**Exercise task a**
Revise the detection entries below by swapping every "baby's" for "infant's", and write out all the entries with nothing else altered. Omit the pictures from your answer.

**Supplied passage**
I've had to grub out all the roots to get mine.

I'm sorta touched, but I have problems with pouring poison out around my place. I prefer axes, hoes, fire, etc.


----------



## res48 (Mar 17, 2008)

I have found that just ringing or girdling a honey locust and spraying crossbow in that area will kill them. After a year or so they burn very well standing so I often just stack some brush around them and burn. If you cut them and don't get every thorn you will have flat tires for years. Those thorns get hard.


----------



## agmantoo (May 23, 2003)

Remedy herbicide mixed with diesel fuel and hand applied with a paint brush in a band around the basal area of the trunk of the locust any time of the year, even winter, is effective. The solution must be applied in a complete band and not to the point of runoff. There should be no soil contamination when applied in this manner.


----------



## fishhead (Jul 19, 2006)

Freya said:


> You could also do this and then burn the stumps.
> 
> 
> Cut all down and then goats?
> ...


That's a good alternative to chemicals. Fence it in with a good electric fence, cut them down and let the goats eat all the sprouts that pop up until they quit popping up.


----------



## Crowbar (Dec 29, 2009)

Thanks for all the good ideas. I have to cut them down because I'm rebuilding fences and in the part that is in the woods is where I'm going to build a new house and I want to save as many of the good trees as I can. I have to be careful because I have three nice springs that feed into a nice pond full of large fish. the new house will have a walk out basement onto the pond.


----------

**Record excerpts**

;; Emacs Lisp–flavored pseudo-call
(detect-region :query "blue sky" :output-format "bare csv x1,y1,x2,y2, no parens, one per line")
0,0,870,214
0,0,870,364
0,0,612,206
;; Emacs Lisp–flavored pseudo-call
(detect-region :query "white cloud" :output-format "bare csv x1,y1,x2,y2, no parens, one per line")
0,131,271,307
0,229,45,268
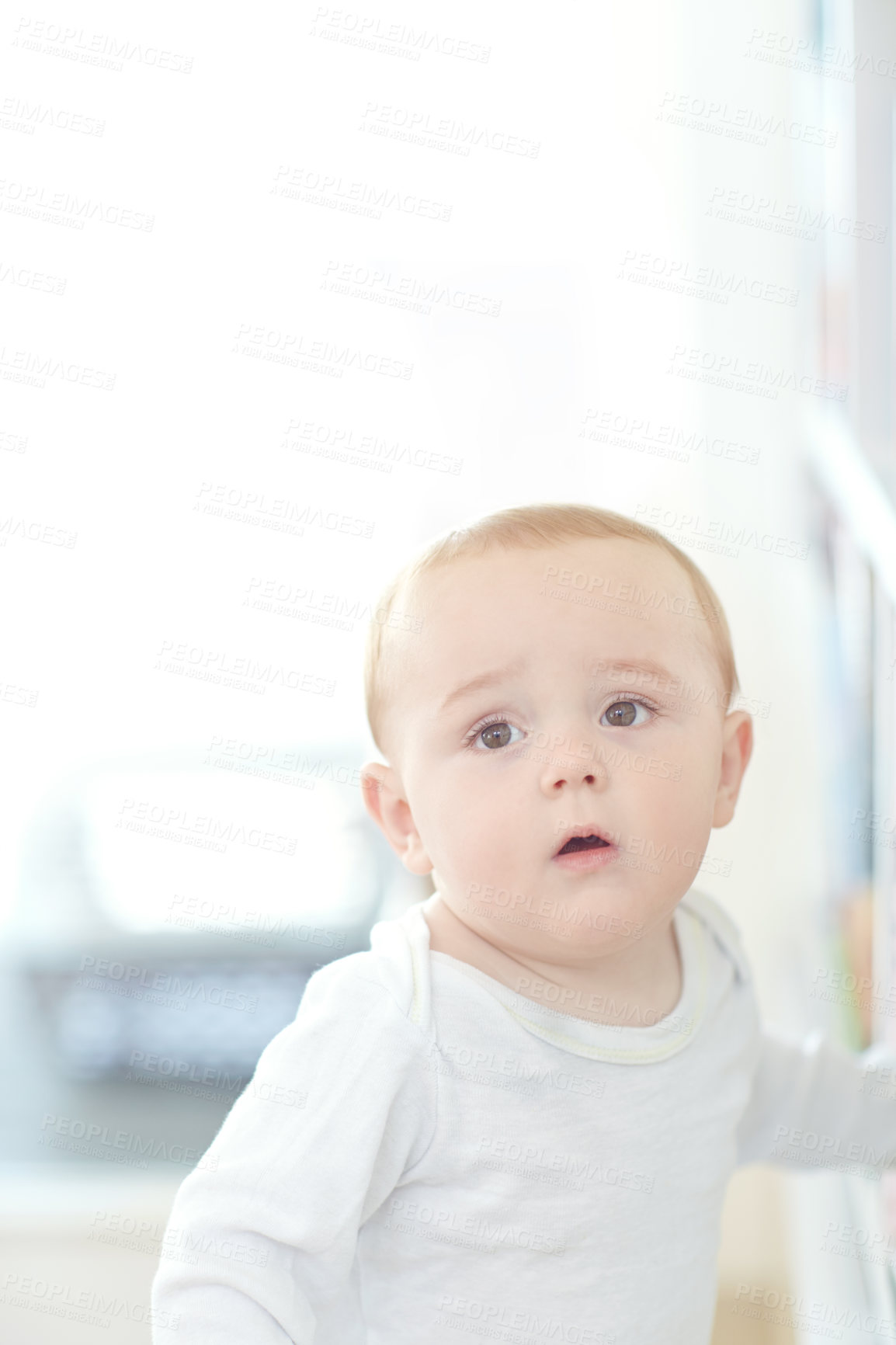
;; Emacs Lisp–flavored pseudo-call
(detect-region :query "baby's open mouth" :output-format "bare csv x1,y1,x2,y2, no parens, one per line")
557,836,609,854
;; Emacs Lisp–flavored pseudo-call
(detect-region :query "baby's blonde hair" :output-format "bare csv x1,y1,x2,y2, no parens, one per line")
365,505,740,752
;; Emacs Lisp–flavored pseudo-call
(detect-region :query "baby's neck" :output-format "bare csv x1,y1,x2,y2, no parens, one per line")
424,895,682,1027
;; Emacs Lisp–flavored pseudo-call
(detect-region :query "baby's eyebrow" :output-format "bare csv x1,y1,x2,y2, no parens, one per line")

**Exercise task b**
Copy the forum thread on getting rid of honey locust trees word for word.

**Expected answer a**
;; Emacs Lisp–flavored pseudo-call
(detect-region :query "blue sky" :output-format "bare csv x1,y1,x2,y2, no parens, one per line")
0,0,870,214
0,0,870,364
0,0,612,206
;; Emacs Lisp–flavored pseudo-call
(detect-region :query "white cloud" :output-format "bare csv x1,y1,x2,y2, no parens, one per line")
0,131,271,307
0,229,45,268
;; Emacs Lisp–flavored pseudo-call
(detect-region :query "infant's open mouth" :output-format "bare csv x1,y1,x2,y2, no parens, one per line")
557,836,609,854
;; Emacs Lisp–flavored pseudo-call
(detect-region :query "infant's blonde hair" :output-format "bare csv x1,y1,x2,y2, no parens, one per line")
365,505,740,752
;; Emacs Lisp–flavored pseudo-call
(detect-region :query "infant's neck" :output-format "bare csv x1,y1,x2,y2, no parens, one per line")
424,895,682,1027
;; Emacs Lisp–flavored pseudo-call
(detect-region :query "infant's eyebrow" :output-format "bare csv x1,y1,x2,y2, no parens, one per line")

**Expected answer b**
I've had to grub out all the roots to get mine.

I'm sorta touched, but I have problems with pouring poison out around my place. I prefer axes, hoes, fire, etc.


----------



## res48 (Mar 17, 2008)

I have found that just ringing or girdling a honey locust and spraying crossbow in that area will kill them. After a year or so they burn very well standing so I often just stack some brush around them and burn. If you cut them and don't get every thorn you will have flat tires for years. Those thorns get hard.


----------



## agmantoo (May 23, 2003)

Remedy herbicide mixed with diesel fuel and hand applied with a paint brush in a band around the basal area of the trunk of the locust any time of the year, even winter, is effective. The solution must be applied in a complete band and not to the point of runoff. There should be no soil contamination when applied in this manner.


----------



## fishhead (Jul 19, 2006)

Freya said:


> You could also do this and then burn the stumps.
> 
> 
> Cut all down and then goats?
> ...


That's a good alternative to chemicals. Fence it in with a good electric fence, cut them down and let the goats eat all the sprouts that pop up until they quit popping up.


----------



## Crowbar (Dec 29, 2009)

Thanks for all the good ideas. I have to cut them down because I'm rebuilding fences and in the part that is in the woods is where I'm going to build a new house and I want to save as many of the good trees as I can. I have to be careful because I have three nice springs that feed into a nice pond full of large fish. the new house will have a walk out basement onto the pond.


----------